**TEXT PASSAGE**
────────────────────

Enhanced Dopamine Release by Mesenchymal Stem Cells Reprogrammed Neuronally by the Modulators of SMAD Signaling, Chromatin Modifying Enzymes, and Cyclic Adenosine Monophosphate Levels

Recently, using the chemical genetics approach for cell reprogramming, via the combination of small molecule modulators of chromatin modifying enzymes, specific SMAD signaling pathways, and cyclic adenosine monophosphate levels, we have been able to generate neuronallike cells predominantly positive to mature neuronal and dopaminergic markers. This study aimed to characterize further the dopaminergic properties of neurally induced (NI) human bone marrow-derived mesenchymal stem cells (hMSCs) and to determine whether addition of sonic hedgehog (SHH)/fibroblast growth factor 8 (FGF8) to NI medium could promote further dopaminergic maturation. Dopaminergic differentiation was evaluated by immunocytochemistry, reverse transcription-polymerase chain reaction, Western blot, and enzyme-linked immunosorbent assay. Results demonstrated that release of dopamine by NI-hMSCs differentiated with SMAD inhibitor supplementation significantly increased from picogram to nanogram levels, with a tendency of further increase when supplemented by SHH/FGF8. Direct generation of dopaminergic cells from adult hMSCs by using this reprogramming approach may have significant implications for understanding the mechanism underlying cell plasticity and may open new potentialities for cell replacement therapies.

────────────────────

**INPUT DATA**
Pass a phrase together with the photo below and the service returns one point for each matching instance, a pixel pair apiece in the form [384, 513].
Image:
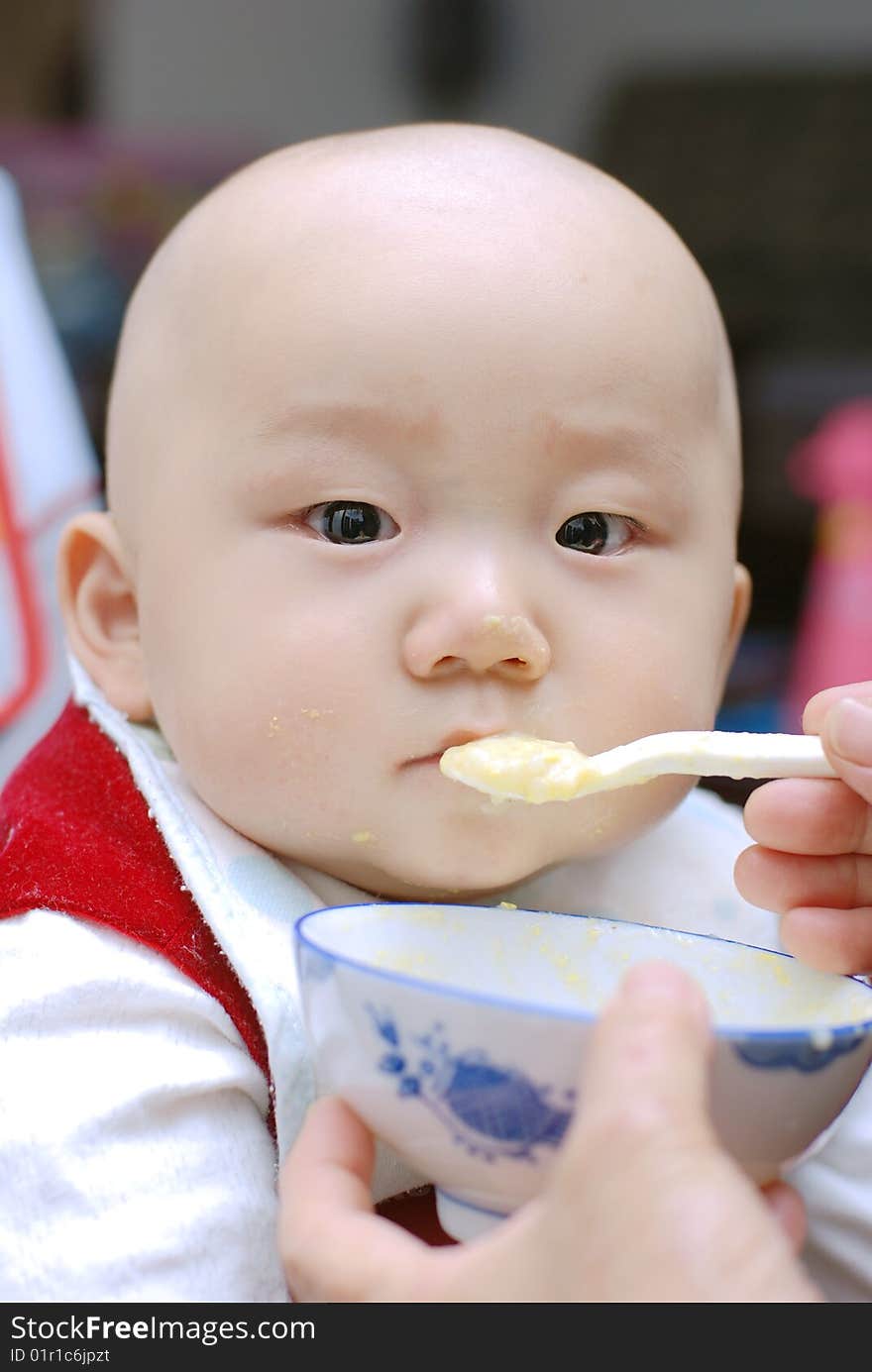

────────────────────

**WHAT IS BEING ASKED**
Using the stem cell abstract, answer:
(a) Which four methods were used to evaluate dopaminergic differentiation?
(b) Which two factors were added to the NI medium to test whether they could promote further dopaminergic maturation?
(c) With SMAD inhibitor supplementation, dopamine release by NI-hMSCs increased from what level to what level?
The material has no connection to the stem cell abstract.

**OUTPUT**
(a) Immunocytochemistry, reverse transcription-polymerase chain reaction, Western blot, and enzyme-linked immunosorbent assay.
(b) Sonic hedgehog (SHH) and fibroblast growth factor 8 (FGF8).
(c) From picogram to nanogram levels.